> [TASK REQUIREMENTS] Revise the listing below by replacing "one dot apiece" with "a single point each" wherever it occurs, leaving everything else unchanged. Omit the pictures from your version.

Recorded data
--- START ---

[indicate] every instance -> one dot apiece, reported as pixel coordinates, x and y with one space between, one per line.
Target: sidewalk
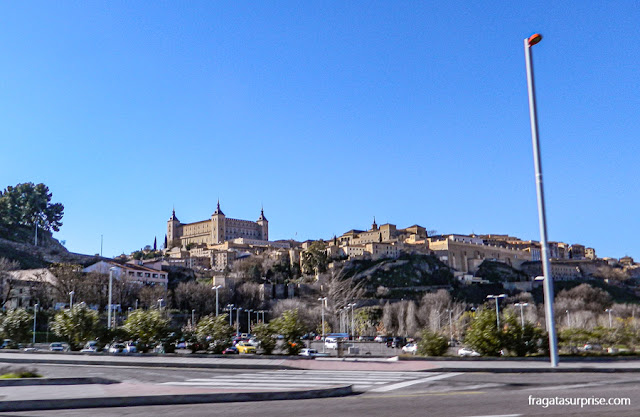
93 395
496 365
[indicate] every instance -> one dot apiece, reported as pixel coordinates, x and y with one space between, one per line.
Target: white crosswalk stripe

--- END ---

> [COMPLETE RESPONSE]
[indicate] every instance -> a single point each, reported as pixel coordinates, x and y with one space between, one per line.
Target: sidewalk
93 395
496 365
[indicate] every instance -> a single point each, reported as pixel coordinates, x and y with one space between, one per line.
Target: white crosswalk stripe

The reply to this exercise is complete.